▸ **WHAT IS NEEDED**:
Can you extend the passage on why readers are drawn to crime and mystery fiction, picking up right after its final sentence?
## Start SOURCE EXTRACT
Let’s look at things from the reader’s side of the knife. That’s what really matters: why readers read, not why authors write. I’m not referring to sales and book marketing mantras – find your tribe, expand your SM footprint, etc - although the marketing gurus say everything hinges on sales. A lot does, I’ll admit. However, more universally, everything hinges on readers, including those who borrow from libraries or share your work twenty times. 

Why do readers read writers who kill? Why do so many people read crime/mystery fiction? Why do so many watch crime/mystery creations? Think contemporary cozies, historical ones, true crime, CSI spinoffs, law and order procedurals, etc. I’m not complaining. It’s great. We crime writers have a large audience. I’d say the number of crime/mystery novels published annually is second only to that of romance novels.

Why are crime/mystery stories such a big part of our current cultural milieu? People must get something out of the genre.
## End SOURCE EXTRACT
## Start DATASET ENTRIES
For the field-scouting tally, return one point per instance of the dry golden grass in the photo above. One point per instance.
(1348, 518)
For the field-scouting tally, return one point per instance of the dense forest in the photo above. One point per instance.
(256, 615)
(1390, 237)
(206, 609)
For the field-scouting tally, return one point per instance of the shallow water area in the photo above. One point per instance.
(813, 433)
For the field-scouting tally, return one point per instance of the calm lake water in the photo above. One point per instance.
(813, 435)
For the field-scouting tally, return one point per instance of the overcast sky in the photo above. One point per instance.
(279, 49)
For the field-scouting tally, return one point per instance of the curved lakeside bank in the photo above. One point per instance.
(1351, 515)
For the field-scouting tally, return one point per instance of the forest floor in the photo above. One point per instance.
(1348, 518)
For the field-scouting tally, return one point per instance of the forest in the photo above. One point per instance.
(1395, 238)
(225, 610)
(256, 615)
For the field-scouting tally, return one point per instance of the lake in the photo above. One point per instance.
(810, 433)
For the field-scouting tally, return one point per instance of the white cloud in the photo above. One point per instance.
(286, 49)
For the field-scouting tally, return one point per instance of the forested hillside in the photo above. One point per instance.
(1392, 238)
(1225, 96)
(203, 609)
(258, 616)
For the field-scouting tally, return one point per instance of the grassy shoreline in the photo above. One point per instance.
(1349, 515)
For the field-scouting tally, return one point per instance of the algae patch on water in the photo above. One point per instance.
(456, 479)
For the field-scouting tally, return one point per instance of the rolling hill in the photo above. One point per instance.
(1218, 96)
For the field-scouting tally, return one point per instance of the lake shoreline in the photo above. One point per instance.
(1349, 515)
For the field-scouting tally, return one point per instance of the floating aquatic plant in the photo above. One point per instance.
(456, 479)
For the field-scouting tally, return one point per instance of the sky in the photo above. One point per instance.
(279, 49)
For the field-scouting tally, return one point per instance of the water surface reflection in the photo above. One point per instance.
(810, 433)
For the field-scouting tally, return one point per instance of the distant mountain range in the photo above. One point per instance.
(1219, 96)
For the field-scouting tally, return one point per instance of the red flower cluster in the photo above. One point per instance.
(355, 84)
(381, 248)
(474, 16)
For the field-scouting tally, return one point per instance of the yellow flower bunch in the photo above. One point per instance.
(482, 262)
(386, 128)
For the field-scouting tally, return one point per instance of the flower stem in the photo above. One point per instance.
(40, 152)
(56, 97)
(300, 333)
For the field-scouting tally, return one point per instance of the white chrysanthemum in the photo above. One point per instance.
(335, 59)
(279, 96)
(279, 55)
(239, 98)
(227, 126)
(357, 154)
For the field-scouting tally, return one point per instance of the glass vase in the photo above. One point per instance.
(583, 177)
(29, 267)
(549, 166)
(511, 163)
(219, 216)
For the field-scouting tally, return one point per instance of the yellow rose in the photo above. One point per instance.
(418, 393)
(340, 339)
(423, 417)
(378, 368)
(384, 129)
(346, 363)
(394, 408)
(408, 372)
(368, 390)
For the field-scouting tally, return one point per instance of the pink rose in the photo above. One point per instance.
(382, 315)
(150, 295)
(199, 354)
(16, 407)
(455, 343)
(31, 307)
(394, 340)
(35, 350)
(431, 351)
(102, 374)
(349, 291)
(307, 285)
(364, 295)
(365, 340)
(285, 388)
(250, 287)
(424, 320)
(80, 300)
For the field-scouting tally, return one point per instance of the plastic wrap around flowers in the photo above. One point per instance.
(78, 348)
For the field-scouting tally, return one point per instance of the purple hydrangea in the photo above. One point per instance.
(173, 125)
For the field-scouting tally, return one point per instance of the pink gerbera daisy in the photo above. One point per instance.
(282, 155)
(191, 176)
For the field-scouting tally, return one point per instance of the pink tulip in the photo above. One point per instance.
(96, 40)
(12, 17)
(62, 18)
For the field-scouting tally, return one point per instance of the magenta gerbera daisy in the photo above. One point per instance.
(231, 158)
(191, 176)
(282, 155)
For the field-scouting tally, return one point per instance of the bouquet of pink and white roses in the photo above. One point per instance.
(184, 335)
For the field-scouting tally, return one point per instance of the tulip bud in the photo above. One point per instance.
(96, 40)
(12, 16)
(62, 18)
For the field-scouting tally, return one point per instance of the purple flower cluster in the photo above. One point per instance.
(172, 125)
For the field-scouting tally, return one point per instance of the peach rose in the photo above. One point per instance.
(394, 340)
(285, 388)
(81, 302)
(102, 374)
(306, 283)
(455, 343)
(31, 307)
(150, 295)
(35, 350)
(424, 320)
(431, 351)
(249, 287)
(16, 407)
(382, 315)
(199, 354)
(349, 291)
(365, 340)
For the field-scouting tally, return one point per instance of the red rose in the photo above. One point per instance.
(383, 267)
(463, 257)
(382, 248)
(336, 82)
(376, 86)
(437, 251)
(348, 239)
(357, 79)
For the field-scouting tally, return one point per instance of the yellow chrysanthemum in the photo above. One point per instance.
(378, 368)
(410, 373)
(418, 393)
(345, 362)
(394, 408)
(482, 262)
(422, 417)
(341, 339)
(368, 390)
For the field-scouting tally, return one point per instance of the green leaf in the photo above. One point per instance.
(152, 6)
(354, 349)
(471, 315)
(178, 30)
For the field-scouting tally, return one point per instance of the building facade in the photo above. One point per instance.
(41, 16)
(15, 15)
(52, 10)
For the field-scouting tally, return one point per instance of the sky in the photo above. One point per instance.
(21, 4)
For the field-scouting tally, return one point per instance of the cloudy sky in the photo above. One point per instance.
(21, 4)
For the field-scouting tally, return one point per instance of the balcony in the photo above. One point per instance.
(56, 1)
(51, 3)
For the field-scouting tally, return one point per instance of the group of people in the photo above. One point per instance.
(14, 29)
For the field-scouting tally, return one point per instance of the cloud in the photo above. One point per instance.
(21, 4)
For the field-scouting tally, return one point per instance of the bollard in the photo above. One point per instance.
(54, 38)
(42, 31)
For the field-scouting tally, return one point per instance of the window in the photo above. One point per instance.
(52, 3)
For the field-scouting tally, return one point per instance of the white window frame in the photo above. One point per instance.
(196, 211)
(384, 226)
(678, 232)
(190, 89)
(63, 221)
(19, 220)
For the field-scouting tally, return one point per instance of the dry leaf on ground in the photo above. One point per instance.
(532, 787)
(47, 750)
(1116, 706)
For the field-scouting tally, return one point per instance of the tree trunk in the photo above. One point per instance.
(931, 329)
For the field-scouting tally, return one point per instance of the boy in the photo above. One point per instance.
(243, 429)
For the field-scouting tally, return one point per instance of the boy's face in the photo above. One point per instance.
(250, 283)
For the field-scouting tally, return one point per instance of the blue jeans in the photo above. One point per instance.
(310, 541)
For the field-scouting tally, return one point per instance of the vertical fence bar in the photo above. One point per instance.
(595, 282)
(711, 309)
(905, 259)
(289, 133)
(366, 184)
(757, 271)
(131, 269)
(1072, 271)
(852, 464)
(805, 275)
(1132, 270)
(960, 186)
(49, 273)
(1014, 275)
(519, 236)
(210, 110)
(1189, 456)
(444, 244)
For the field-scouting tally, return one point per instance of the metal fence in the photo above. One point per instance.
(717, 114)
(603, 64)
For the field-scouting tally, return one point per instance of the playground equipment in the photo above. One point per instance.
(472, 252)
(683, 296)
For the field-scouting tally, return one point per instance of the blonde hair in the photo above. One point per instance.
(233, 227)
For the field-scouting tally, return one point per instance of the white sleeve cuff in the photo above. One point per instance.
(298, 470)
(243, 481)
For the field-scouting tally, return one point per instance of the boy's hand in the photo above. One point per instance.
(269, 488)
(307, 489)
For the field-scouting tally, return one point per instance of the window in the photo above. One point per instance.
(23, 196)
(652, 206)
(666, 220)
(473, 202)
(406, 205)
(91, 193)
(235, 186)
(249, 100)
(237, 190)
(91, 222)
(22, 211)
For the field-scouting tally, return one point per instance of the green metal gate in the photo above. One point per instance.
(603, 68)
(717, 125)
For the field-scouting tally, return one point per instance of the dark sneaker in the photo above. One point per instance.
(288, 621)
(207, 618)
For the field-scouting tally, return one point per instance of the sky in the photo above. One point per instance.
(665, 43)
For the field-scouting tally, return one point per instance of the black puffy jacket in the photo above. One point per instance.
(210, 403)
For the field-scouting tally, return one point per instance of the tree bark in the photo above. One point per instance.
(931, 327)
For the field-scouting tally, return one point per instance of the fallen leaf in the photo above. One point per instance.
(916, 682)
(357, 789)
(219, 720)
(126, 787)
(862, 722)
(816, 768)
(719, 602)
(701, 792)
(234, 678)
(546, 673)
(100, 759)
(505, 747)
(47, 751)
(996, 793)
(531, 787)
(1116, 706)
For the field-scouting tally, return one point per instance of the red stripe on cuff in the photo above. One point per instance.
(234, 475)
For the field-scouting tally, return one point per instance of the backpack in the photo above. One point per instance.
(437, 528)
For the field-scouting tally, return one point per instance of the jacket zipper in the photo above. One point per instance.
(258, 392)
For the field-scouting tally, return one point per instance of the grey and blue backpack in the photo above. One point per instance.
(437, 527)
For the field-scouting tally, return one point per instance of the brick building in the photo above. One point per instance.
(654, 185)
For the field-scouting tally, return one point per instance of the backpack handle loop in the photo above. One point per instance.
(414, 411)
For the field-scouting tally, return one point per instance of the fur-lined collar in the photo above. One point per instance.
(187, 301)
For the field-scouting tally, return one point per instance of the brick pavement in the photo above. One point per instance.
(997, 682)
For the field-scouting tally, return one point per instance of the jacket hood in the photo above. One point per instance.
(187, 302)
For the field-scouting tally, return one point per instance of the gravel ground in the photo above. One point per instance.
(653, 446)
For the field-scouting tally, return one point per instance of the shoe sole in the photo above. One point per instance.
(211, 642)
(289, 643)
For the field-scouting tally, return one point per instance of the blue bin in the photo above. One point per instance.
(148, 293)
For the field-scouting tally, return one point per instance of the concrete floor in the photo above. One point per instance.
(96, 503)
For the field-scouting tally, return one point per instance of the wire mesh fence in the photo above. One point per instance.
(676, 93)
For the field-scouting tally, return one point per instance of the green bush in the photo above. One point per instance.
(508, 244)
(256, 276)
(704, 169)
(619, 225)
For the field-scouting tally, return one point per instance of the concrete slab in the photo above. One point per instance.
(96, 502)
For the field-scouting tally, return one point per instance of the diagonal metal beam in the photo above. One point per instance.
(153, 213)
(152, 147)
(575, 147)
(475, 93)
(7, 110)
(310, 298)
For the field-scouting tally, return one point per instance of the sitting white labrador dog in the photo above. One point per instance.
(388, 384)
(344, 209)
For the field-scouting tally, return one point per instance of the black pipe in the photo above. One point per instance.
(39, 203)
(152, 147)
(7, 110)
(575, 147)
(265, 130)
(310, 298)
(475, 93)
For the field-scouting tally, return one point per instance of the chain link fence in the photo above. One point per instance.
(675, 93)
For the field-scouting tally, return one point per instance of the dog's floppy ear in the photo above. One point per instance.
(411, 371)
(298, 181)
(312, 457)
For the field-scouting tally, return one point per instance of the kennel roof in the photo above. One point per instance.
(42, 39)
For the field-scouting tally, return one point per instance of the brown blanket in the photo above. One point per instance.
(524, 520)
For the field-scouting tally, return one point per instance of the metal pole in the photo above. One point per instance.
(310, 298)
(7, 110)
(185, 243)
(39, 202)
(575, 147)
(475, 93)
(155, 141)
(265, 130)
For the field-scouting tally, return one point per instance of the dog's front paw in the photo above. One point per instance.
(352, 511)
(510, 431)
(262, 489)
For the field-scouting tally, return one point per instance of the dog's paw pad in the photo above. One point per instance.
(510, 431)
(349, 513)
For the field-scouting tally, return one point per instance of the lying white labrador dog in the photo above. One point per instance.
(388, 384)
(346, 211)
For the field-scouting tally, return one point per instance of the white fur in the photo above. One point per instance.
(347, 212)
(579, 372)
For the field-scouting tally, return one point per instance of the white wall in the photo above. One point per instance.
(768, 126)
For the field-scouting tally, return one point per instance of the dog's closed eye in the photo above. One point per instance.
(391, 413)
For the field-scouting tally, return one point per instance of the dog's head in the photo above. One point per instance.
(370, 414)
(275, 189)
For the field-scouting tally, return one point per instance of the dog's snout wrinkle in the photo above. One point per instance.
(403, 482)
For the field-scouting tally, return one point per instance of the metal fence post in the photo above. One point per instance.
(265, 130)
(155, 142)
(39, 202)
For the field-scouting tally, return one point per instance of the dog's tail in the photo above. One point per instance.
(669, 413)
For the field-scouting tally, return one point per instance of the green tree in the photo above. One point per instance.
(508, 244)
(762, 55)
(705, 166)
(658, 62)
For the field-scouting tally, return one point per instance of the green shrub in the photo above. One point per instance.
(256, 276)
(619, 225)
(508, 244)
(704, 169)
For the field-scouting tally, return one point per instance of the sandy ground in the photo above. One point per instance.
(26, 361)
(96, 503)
## End DATASET ENTRIES
▸ **RESULT**:
Of course, there’s the voyeur element. “Look, he's bloodier than buffalo guts.” “Hey, her head’s half there. That incision looks like shark teeth.” 

Secondly, crime fiction can transport the reader to another world. A good author pushes readers’ boundaries, nudging them toward an existence far removed from their own.

Thirdly, crime fiction can have a social or even ethical underpinning. Personally, I like to embed – very deeply, I don’t preach to readers – an ethical conundrum in my stories. In my first novel, Bay of Blood, a world-renowned painter is not murdered because of envy or money – the usual tropes – but because of past failings, shall we say. In my current work-in-progress, the main murderee is killed because of his renunciation of money, his anti-greed. My novels are police procedurals. They deliver detective work, forensic skill, and plenty of dead ends and red herrings. The reader rides a wave of doubt as they try to identify the perps. That’s what crime readers want: a challenging ride, an intricate yet plausible mind teaser. Yet, at the same time, they can find a deeply buried ethical message. For me, all novels - even whodunits - should have an existential core.

I’m not a psychologist or mind reader. However, I’m going to take a stab at answering why people find murder mysteries so fascinating. Violent unexpected death is horrendous. People cannot or do not want to face it directly. One way of handling murder, one way of coming to terms with the worst of all human crimes, is to watch someone solve it. “Look, they caught the bastard.”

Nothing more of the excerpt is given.